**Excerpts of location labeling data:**
--------------------------------
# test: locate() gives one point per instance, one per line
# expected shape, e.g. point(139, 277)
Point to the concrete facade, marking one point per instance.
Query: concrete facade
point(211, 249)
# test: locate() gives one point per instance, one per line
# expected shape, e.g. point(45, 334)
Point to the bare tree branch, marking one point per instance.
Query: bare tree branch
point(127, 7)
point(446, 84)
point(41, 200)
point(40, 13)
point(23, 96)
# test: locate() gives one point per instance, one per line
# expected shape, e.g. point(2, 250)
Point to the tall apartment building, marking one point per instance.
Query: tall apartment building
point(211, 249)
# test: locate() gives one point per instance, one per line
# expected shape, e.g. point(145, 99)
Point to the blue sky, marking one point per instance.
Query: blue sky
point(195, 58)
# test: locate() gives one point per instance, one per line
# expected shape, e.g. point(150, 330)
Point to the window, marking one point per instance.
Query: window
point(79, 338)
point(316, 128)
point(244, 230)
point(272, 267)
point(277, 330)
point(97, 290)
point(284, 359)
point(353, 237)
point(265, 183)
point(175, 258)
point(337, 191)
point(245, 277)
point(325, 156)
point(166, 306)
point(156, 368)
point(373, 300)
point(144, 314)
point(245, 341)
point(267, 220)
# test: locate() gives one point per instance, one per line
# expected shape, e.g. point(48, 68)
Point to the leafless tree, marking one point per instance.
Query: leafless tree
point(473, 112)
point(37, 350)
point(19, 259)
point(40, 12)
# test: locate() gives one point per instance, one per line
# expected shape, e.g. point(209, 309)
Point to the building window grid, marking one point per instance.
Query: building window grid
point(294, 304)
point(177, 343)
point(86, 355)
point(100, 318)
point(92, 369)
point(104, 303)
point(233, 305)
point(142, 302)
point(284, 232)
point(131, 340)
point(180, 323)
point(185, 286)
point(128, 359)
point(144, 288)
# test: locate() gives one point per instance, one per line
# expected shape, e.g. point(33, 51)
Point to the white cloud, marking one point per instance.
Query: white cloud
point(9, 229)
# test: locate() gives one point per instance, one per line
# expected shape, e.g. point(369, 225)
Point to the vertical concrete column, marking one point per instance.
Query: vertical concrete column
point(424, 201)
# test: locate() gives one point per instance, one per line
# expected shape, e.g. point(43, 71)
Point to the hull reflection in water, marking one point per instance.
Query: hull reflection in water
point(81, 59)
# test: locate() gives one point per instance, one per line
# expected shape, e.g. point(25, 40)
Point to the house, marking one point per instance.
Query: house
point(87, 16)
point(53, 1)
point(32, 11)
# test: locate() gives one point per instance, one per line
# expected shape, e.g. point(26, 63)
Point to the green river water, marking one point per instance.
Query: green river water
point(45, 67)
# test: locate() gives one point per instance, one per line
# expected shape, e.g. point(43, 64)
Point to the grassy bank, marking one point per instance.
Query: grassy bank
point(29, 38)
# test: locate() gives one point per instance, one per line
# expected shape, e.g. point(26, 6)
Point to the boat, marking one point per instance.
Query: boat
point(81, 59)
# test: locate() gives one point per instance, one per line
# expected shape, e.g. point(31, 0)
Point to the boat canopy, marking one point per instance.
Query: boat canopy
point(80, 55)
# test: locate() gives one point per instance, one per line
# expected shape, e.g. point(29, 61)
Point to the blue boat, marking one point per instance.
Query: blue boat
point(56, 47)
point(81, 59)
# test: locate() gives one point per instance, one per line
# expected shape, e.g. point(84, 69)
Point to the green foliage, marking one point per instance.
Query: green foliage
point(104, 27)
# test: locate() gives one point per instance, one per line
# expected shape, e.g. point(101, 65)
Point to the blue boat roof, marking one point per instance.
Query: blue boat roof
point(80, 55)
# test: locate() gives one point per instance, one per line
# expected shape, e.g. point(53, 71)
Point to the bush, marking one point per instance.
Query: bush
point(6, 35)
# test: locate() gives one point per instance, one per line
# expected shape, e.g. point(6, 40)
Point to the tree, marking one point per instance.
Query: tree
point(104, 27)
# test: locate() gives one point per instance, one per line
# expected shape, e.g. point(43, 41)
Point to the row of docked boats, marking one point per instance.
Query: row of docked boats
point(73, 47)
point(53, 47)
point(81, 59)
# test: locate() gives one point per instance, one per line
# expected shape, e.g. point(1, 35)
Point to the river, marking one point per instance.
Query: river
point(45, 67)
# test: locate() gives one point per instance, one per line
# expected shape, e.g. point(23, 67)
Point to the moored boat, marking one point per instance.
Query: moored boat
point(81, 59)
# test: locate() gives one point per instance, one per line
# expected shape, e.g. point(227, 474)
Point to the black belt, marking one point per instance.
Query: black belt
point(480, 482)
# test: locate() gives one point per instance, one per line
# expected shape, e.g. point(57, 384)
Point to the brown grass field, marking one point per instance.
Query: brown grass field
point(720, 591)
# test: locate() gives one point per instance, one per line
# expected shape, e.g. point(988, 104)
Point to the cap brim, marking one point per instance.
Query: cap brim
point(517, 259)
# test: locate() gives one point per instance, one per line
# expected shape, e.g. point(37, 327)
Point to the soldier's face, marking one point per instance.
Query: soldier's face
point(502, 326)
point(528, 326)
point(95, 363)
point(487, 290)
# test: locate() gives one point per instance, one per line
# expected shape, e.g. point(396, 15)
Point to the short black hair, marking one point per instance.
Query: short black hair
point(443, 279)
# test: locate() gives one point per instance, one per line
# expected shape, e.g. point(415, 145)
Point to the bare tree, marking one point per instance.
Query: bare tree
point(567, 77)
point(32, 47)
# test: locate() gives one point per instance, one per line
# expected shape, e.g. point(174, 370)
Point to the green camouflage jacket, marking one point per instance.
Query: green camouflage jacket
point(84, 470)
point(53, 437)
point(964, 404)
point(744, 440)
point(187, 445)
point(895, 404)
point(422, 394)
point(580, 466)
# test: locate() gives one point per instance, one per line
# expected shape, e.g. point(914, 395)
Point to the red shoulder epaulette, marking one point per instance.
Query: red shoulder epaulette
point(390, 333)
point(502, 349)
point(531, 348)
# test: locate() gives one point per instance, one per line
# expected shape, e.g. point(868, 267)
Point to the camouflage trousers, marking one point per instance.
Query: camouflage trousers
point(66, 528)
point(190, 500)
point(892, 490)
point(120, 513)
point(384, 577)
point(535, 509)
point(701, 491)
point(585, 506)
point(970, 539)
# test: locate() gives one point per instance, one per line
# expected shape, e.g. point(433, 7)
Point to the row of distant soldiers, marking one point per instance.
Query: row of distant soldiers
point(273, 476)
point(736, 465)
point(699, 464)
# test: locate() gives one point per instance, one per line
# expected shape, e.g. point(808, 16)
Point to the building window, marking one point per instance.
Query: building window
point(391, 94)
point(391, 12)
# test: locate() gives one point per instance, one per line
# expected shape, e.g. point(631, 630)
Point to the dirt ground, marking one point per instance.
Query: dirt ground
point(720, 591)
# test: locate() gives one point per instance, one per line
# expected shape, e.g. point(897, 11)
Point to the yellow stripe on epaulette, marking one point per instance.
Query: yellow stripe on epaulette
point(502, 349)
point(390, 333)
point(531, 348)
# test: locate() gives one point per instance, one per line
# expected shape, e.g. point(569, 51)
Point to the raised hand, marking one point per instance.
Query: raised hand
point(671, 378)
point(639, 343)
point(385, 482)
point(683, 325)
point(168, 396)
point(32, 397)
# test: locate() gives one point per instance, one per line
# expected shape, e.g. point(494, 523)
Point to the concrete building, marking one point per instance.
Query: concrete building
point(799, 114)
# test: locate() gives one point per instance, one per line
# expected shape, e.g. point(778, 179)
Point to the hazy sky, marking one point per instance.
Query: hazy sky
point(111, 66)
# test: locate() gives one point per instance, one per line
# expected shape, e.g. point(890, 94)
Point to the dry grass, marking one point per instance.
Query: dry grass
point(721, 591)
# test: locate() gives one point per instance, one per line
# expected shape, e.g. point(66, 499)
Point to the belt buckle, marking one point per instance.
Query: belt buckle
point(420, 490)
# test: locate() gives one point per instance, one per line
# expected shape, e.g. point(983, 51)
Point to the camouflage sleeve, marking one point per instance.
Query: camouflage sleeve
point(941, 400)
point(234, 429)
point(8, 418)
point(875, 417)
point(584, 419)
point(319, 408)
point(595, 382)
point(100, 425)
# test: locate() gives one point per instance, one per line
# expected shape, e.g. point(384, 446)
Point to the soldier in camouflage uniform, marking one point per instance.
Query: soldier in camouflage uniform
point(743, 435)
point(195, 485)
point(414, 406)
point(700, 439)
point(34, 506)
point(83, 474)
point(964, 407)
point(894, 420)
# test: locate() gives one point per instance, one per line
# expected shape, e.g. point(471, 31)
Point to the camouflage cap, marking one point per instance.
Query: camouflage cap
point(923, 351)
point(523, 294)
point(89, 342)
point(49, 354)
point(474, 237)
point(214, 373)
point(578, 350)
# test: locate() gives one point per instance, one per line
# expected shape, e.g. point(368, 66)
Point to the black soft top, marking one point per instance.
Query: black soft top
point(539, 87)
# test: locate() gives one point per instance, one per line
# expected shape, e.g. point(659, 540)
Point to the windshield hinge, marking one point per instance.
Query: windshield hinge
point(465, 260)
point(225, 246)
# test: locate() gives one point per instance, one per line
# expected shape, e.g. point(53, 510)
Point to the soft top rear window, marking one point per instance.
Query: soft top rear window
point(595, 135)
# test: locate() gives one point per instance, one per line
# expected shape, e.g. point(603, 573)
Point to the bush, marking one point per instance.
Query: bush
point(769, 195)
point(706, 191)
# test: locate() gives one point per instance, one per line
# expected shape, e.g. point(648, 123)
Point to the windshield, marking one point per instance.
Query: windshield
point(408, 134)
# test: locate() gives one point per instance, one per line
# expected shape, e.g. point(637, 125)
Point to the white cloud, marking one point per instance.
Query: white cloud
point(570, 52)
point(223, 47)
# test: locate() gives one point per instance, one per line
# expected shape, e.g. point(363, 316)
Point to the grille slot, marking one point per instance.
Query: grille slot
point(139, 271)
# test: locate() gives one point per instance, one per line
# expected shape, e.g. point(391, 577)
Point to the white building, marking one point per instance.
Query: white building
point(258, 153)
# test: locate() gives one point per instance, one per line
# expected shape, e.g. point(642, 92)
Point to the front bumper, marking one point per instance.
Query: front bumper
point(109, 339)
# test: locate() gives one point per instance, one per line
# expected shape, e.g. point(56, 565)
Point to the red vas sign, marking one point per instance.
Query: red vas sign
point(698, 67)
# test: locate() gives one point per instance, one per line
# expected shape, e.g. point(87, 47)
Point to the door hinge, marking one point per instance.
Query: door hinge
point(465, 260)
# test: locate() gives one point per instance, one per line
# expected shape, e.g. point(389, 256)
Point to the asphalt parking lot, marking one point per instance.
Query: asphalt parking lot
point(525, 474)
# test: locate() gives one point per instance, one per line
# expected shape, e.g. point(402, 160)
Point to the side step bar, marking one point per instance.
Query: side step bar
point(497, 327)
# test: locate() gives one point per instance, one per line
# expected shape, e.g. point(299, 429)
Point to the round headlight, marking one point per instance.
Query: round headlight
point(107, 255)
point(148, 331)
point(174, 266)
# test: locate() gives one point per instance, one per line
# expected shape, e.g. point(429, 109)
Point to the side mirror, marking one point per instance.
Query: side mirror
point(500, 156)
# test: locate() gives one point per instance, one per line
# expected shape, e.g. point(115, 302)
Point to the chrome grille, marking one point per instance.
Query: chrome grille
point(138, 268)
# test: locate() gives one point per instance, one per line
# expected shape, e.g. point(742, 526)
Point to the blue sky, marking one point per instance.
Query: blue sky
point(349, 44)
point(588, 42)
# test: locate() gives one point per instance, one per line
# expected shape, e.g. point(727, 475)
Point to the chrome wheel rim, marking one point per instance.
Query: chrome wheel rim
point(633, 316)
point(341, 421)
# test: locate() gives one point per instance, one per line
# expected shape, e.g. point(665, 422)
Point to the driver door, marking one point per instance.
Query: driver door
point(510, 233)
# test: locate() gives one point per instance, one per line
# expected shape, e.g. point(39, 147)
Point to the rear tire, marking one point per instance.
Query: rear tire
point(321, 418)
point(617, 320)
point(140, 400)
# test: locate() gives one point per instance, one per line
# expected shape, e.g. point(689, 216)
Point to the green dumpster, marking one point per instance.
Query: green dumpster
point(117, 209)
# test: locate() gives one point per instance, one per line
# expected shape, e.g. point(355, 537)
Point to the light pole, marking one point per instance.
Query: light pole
--------------------------------
**WHAT IS NEEDED:** Convert the material, from its first line through the line containing "point(40, 12)", into a JSON list of strings with one string per line. Leave out blank lines.

**EXPECTED ANSWER:**
[
  "# test: locate() gives one point per instance, one per line",
  "# expected shape, e.g. point(139, 277)",
  "Point to the concrete facade, marking one point per instance.",
  "Query: concrete facade",
  "point(211, 249)",
  "# test: locate() gives one point per instance, one per line",
  "# expected shape, e.g. point(45, 334)",
  "Point to the bare tree branch, marking one point per instance.",
  "Query: bare tree branch",
  "point(127, 7)",
  "point(446, 84)",
  "point(41, 200)",
  "point(40, 13)",
  "point(23, 96)",
  "# test: locate() gives one point per instance, one per line",
  "# expected shape, e.g. point(2, 250)",
  "Point to the tall apartment building, marking one point per instance.",
  "Query: tall apartment building",
  "point(211, 249)",
  "# test: locate() gives one point per instance, one per line",
  "# expected shape, e.g. point(145, 99)",
  "Point to the blue sky, marking one point per instance.",
  "Query: blue sky",
  "point(195, 58)",
  "# test: locate() gives one point per instance, one per line",
  "# expected shape, e.g. point(150, 330)",
  "Point to the window, marking one point per instance.",
  "Query: window",
  "point(79, 338)",
  "point(316, 128)",
  "point(244, 230)",
  "point(272, 267)",
  "point(277, 330)",
  "point(97, 290)",
  "point(284, 359)",
  "point(353, 237)",
  "point(265, 183)",
  "point(175, 258)",
  "point(337, 191)",
  "point(245, 277)",
  "point(325, 156)",
  "point(166, 306)",
  "point(156, 368)",
  "point(373, 300)",
  "point(144, 314)",
  "point(245, 341)",
  "point(267, 220)",
  "# test: locate() gives one point per instance, one per line",
  "# expected shape, e.g. point(48, 68)",
  "Point to the leafless tree, marking one point per instance.",
  "Query: leafless tree",
  "point(473, 112)",
  "point(37, 350)",
  "point(19, 259)",
  "point(40, 12)"
]